**Directions for this task**
Your answer should consist of each line from the data below that contains "woman".

---- Available data

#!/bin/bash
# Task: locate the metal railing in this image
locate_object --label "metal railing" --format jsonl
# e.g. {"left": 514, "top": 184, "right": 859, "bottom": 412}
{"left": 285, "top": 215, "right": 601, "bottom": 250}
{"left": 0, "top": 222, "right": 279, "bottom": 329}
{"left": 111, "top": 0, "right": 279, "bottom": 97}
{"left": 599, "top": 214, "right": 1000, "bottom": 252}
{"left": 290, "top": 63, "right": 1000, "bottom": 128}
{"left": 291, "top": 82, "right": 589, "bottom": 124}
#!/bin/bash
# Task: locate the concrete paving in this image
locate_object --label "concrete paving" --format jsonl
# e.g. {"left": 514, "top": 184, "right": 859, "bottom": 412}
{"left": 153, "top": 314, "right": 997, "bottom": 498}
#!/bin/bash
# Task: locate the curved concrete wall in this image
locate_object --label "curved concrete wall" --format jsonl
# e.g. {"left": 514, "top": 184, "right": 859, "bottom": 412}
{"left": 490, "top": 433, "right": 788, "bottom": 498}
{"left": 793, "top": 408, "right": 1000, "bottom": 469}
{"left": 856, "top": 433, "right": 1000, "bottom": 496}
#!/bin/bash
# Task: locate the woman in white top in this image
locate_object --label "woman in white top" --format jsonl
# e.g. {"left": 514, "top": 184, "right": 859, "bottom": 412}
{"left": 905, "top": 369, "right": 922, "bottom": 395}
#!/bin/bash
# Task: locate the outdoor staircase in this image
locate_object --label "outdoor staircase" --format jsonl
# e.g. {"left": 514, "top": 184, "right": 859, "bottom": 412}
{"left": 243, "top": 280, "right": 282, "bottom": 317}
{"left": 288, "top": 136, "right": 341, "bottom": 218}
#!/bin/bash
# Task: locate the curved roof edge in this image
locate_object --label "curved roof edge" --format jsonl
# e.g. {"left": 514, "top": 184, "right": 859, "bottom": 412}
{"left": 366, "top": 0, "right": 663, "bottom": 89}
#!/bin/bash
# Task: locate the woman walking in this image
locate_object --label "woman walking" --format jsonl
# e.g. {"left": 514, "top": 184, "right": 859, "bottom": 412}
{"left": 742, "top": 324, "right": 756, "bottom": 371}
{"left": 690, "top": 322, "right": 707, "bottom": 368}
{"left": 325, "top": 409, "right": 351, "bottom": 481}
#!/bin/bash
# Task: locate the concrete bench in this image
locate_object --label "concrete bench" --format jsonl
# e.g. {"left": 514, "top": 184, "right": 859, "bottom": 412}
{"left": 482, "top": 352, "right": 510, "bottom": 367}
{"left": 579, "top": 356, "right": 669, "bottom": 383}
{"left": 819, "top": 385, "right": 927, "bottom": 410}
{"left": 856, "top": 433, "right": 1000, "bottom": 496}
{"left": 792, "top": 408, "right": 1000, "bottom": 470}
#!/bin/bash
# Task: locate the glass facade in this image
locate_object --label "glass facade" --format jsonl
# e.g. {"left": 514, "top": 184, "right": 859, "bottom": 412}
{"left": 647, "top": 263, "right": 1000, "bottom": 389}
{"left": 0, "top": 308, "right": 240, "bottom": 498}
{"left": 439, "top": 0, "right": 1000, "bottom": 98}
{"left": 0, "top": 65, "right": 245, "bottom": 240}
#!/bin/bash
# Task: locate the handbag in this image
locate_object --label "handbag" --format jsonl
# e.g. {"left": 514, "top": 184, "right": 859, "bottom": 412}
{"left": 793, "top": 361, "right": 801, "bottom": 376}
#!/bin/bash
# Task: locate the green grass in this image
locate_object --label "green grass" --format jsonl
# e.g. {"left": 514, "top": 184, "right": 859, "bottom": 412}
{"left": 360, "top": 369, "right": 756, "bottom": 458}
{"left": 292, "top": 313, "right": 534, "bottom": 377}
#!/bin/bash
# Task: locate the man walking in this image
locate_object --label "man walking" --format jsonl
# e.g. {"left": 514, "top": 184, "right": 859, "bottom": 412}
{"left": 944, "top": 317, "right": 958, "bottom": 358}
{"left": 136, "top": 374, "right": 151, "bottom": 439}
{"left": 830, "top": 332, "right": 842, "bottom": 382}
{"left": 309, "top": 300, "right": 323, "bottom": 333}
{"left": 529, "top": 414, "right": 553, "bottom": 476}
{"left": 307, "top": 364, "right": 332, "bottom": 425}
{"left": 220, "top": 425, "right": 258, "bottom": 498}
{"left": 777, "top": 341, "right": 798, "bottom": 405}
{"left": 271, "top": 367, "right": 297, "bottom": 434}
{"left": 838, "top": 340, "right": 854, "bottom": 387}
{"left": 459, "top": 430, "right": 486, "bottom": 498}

--------

**Exercise answer**
# Task: locate the woman in white top in this image
locate_object --label "woman in white top" --format jsonl
# Task: locate the woman walking in this image
locate_object --label "woman walking" --format jsonl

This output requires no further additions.